#### 本文抜粋

毎月最終金曜日の「プレミアムフライデー」はまったく定着する気配もないまま、厚生労働省が惰性で(もしくは意地で?)続けているようですが、この11月にはもうひとつ、やや聞き慣れない用語を耳にする機会が増えました。それが「ブラックフライデー」で、本場アメリカでは本来、11月の第4木曜日の翌日を指すそうです。すなわち、2019年のカレンダーで言えば11月29日――この日は、アメリカでは感謝祭の翌日に当たり、1年中でもっとも売上が見込める日とされることから「黒字の金曜日」という意味を込めてこう呼ばれ、小売業界で一斉にセールが催されています。日本では、2016年頃から大手家電量販店のノジマやイオングループなど一部の小売チェーンで「ブラックフライデー」と称してセールが開催されるようになり、本場より1週間前倒しとなる勤労感謝の日の前後、2019年で言えば11月22日が当日に当たります。多くのサラリーマンにとっては給料日前であり、たいした売上が見込めるとも思えませんが……10月末のハロウィンに続き、またまた意味のよくわからない風習が入ってきたようです。

########
#### データ

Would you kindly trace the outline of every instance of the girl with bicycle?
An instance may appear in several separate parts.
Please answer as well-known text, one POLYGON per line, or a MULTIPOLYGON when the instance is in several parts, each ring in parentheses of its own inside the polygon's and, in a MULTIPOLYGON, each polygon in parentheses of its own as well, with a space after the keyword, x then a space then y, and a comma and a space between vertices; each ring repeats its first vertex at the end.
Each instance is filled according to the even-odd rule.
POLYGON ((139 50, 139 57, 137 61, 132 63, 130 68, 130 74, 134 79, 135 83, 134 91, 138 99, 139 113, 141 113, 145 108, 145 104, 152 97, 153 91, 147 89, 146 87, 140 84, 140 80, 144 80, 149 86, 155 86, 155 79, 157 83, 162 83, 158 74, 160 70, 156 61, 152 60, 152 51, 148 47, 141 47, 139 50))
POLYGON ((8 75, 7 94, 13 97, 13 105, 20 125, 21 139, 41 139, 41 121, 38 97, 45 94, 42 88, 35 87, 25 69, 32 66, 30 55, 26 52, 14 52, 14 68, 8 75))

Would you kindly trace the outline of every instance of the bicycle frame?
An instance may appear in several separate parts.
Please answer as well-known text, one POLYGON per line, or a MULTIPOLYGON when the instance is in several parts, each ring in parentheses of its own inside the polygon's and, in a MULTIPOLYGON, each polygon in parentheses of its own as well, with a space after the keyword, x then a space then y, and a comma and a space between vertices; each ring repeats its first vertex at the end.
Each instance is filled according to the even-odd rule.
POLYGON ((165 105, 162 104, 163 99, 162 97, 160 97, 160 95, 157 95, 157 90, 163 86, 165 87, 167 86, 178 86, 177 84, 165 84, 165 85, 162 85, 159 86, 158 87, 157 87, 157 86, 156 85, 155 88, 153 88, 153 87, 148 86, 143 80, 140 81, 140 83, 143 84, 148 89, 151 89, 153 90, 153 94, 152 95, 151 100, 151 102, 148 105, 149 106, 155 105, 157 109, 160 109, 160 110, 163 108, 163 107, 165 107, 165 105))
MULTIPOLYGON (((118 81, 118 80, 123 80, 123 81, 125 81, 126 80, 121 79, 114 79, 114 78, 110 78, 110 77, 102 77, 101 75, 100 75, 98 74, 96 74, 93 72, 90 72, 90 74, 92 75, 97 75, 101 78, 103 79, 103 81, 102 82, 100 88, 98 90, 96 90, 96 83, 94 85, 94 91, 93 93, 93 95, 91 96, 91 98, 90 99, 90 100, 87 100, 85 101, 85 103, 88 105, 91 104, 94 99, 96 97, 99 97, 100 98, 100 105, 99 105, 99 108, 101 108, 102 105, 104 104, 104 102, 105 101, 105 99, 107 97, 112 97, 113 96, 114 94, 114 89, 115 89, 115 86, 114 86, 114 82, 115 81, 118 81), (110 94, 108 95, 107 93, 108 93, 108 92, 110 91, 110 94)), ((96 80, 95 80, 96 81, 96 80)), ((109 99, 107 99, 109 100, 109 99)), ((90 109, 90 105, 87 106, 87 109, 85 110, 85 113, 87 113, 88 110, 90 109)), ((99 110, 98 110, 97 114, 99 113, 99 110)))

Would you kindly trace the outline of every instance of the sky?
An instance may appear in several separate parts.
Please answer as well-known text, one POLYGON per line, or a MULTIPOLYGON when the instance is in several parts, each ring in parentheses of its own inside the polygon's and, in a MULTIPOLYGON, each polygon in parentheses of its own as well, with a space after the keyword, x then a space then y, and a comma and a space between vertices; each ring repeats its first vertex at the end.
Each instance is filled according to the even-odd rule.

########

作業課題:
1 – ブラックフライデーについての本文から、次の一文を英語に訳す:「それが「ブラックフライデー」で、本場アメリカでは本来、11月の第4木曜日の翌日を指すそうです。」
2 – ブラックフライデーについての本文の最後の文のあとに、続きを書き足す。
データはこの作業には関わらない。

課題別結果:
1 – That is "Black Friday," which, in its home country of the United States, apparently originally refers to the day after the fourth Thursday of November.

2 –
さて、これもいつの間にやらすっかり下火となった感があるネタですが、例の「かぼちゃの馬車」問題に端を発する一連の「スルガ銀」問題でひさびさに続報が出ました。まずは、11月21日付の『朝日新聞(朝日新聞デジタル)』から、「スルガ銀、物件手放せば借金免除検討 不正融資被害受け」( https://www.asahi.com/articles/ASMCP4HG4MCPULFA016.html )という記事になります。以下、全文引用します。
「スルガ銀行のシェアハウス向け融資で不正が多発した問題で、同行が一部の物件オーナーに対し、不動産の譲渡と引き換えに借金をなくす方向で検討を進めていることがわかった。過剰融資で価値の低い不動産が多く含まれるが、同行は巨額の貸し倒れ引当金を昨年度決算で積んでおり、業績への影響は限定的だ。
 スルガ銀の不動産投資向け融資では、預金通帳などの顧客資料を改ざんし、過剰な融資が横行。物件価格もつり上げられ、多くの行員が不正を黙認した。シェアハウス向けでは1200人超の顧客に計2千億円超を融資。このうち返済困難となった300人前後が被害弁護団を通じ、物件を譲渡して残債は全額カットするよう同行に求めていた。
 複数の関係者によると、スルガ銀はこうしたオーナーらの要望を大筋で受け入れる方向で、譲渡予定の物件の売却準備を進めている。難航していた交渉は早ければ来春にも決着する可能性があるという。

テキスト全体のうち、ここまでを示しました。